- COSA SERVE:
Puoi riprodurre alla lettera il passo del testo su Palazzo Merulana da "A distanza di" fino a "incursione del contemporaneo." compreso?

- BLOCCO DI TESTO:
== == ==
Palazzo Merulana / "La miccia sotto le pietre di Roma"
«A Roma l’amore per l’arte è più scontroso, forse il giudizio romano è infine un confetto da spezzare con la martellata, ma amore e giudizio non si conciliano mai a Roma. Meglio così che le braccia larghe quanto il Colosseo. (…) Per camminare sul suolo di Roma ci vogliono le gambe lunghe». È il 1943, Libero de Libero firma un articolo dal titolo “Belle Arti”. In piena Seconda Guerra Mondiale, ma sapendo che «in ambienti di innocua apparenza quali sempre appaiono i luoghi dell’arte, resisteva qualcosa che nei dizionari va sotto il nome di civiltà, per la quale milioni di persone possono benissimo sacrificare la propria vita», come precisò nel 1945 sulla rivista “Cosmopolita”. Lo riporta Lorenzo Cantatore, curatore del diario deliberiano Borrador (Nuova Eri, 1994), uno dei più luminosi del Novecento, nel catalogo “Libero de Libero e gli artisti della Cometa” (Palombi, 2014) realizzato per la mostra alla Galleria d’Arte Moderna di Roma nel 2014.
A distanza di qualche anno, la capitale annovera un nuovo spazio per l’arte: Palazzo Merulana. L’ex Ufficio d’Igiene è ora un delizioso edificio pronto a farsi, all’occorrenza, “hub culturale”. Il bianco contorna la salita sino in terrazza, il piano luci disegna occhi sulle opere e si può rimanere chiusi dentro le cabine dei bagni misteriosi di De Chirico. Inaugurato lo scorso 11 maggio, la Fondazione Cerasi ha esposto una serie di capolavori per lo più riguardanti la cosiddetta scuola romana di pittura, grazie alla collezione della omonima coppia di mecenati, proprietari di un gran numero di opere d’arte italiana del primo Novecento, tra cui Capogrossi, Raphaël, Mafai, Scipione, Trombadori, Pirandello, Fazzini, Leoncillo, De Chirico, Savinio. E, non ultimo, “Il direttore delle stelle” di Jan Fabre, artista e performer belga: incursione del contemporaneo.
== == ==
- ELENCO:

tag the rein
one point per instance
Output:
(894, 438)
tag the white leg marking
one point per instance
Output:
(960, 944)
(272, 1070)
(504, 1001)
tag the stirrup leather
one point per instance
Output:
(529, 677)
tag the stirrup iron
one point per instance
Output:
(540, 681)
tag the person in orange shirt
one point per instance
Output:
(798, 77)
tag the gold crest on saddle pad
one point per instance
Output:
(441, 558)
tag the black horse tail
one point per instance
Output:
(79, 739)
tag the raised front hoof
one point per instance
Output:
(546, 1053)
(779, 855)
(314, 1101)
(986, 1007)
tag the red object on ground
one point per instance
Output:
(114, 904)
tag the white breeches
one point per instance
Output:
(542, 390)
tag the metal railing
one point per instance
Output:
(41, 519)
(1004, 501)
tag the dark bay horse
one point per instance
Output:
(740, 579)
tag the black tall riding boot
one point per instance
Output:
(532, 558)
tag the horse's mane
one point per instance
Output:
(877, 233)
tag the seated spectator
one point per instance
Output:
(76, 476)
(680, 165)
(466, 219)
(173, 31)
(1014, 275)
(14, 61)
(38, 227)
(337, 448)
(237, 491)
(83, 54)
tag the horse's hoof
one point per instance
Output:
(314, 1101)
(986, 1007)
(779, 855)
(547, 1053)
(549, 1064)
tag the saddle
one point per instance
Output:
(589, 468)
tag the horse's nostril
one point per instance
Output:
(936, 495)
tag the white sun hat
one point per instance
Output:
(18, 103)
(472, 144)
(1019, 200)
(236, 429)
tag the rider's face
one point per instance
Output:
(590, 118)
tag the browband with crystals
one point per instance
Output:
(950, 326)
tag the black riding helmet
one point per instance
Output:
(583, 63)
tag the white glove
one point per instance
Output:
== == ==
- SOLUZIONE DEL COMPITO:
A distanza di qualche anno, la capitale annovera un nuovo spazio per l’arte: Palazzo Merulana. L’ex Ufficio d’Igiene è ora un delizioso edificio pronto a farsi, all’occorrenza, “hub culturale”. Il bianco contorna la salita sino in terrazza, il piano luci disegna occhi sulle opere e si può rimanere chiusi dentro le cabine dei bagni misteriosi di De Chirico. Inaugurato lo scorso 11 maggio, la Fondazione Cerasi ha esposto una serie di capolavori per lo più riguardanti la cosiddetta scuola romana di pittura, grazie alla collezione della omonima coppia di mecenati, proprietari di un gran numero di opere d’arte italiana del primo Novecento, tra cui Capogrossi, Raphaël, Mafai, Scipione, Trombadori, Pirandello, Fazzini, Leoncillo, De Chirico, Savinio. E, non ultimo, “Il direttore delle stelle” di Jan Fabre, artista e performer belga: incursione del contemporaneo.